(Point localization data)
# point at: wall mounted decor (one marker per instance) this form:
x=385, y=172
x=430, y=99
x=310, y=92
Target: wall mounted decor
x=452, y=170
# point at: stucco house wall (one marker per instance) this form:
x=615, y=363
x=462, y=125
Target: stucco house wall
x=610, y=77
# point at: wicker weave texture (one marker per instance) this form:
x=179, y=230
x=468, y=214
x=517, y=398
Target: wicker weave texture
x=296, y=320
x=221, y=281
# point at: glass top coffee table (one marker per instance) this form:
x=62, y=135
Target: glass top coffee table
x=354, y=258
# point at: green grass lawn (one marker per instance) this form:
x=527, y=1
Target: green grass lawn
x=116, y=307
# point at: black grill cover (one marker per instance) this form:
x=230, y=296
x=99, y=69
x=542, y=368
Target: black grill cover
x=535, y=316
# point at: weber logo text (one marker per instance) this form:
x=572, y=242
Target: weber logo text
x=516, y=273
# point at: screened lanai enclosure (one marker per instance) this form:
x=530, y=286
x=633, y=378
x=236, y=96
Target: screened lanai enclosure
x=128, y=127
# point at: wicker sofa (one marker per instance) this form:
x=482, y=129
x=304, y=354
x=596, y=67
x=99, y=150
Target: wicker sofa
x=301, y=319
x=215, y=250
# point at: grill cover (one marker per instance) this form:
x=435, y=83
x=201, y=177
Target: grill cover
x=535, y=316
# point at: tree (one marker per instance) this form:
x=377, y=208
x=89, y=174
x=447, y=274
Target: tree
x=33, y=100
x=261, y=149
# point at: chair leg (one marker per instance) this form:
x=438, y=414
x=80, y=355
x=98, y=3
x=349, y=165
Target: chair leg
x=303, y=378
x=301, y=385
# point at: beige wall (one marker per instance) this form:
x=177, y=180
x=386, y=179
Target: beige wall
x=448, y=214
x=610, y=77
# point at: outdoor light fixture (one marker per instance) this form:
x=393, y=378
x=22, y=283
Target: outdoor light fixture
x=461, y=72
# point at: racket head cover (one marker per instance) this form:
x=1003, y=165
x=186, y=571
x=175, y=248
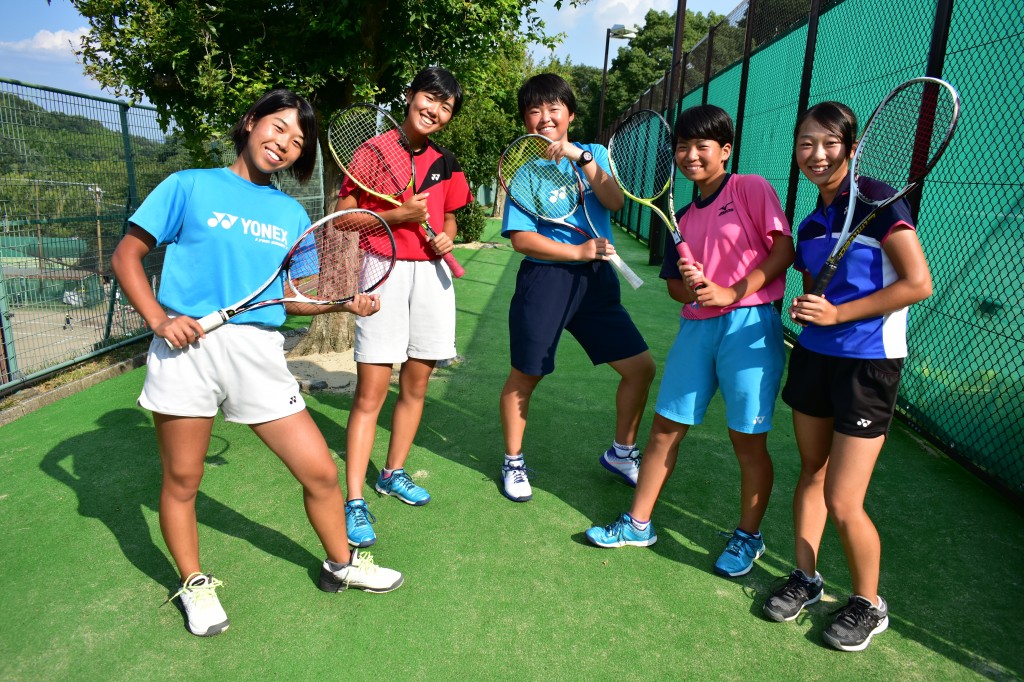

Exercise prompt » Retype, word for word, the lines from the one with "# point at: grill" through the last line of the entries above, and only those lines. Leave pictures out.

Answer »
# point at: grill cover (one marker per instance) this form:
x=435, y=83
x=201, y=177
Target: grill cover
x=535, y=316
# point at: tree (one marker per instance) this form:
x=377, y=208
x=89, y=174
x=447, y=274
Target: tree
x=33, y=100
x=261, y=149
# point at: chair leg (one marker per instance) this form:
x=438, y=414
x=80, y=355
x=98, y=3
x=349, y=165
Target: chair leg
x=303, y=378
x=301, y=385
# point at: beige wall (one marker per instance) this form:
x=177, y=180
x=386, y=179
Target: beige wall
x=448, y=214
x=610, y=77
# point at: outdoor light fixture (one marker per instance) this form:
x=393, y=378
x=22, y=283
Target: outdoor light fixture
x=461, y=72
# point at: racket head cover (one marker per instance) this form:
x=1003, y=165
x=186, y=571
x=175, y=248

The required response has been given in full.